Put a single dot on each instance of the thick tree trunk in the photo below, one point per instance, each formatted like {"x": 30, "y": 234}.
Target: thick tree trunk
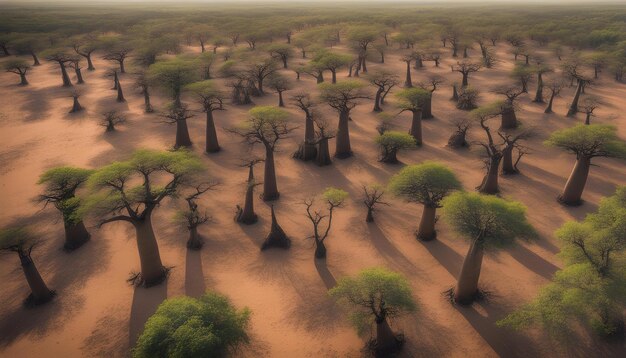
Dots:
{"x": 386, "y": 343}
{"x": 509, "y": 119}
{"x": 426, "y": 230}
{"x": 539, "y": 93}
{"x": 467, "y": 285}
{"x": 40, "y": 293}
{"x": 182, "y": 134}
{"x": 490, "y": 182}
{"x": 120, "y": 93}
{"x": 427, "y": 110}
{"x": 573, "y": 108}
{"x": 146, "y": 101}
{"x": 152, "y": 270}
{"x": 508, "y": 166}
{"x": 247, "y": 215}
{"x": 194, "y": 242}
{"x": 35, "y": 59}
{"x": 212, "y": 145}
{"x": 276, "y": 236}
{"x": 549, "y": 107}
{"x": 342, "y": 143}
{"x": 64, "y": 75}
{"x": 76, "y": 107}
{"x": 320, "y": 249}
{"x": 377, "y": 100}
{"x": 281, "y": 103}
{"x": 90, "y": 66}
{"x": 323, "y": 153}
{"x": 575, "y": 185}
{"x": 320, "y": 77}
{"x": 416, "y": 127}
{"x": 76, "y": 234}
{"x": 270, "y": 188}
{"x": 79, "y": 76}
{"x": 408, "y": 82}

- [What is needed]: Copy every line of the listing that includes the string "tree".

- [Solution to this task]:
Put a single dot on each instance of the thick tree trunk in the photo below, one point per instance, each formatted like {"x": 30, "y": 234}.
Target: thick tree trunk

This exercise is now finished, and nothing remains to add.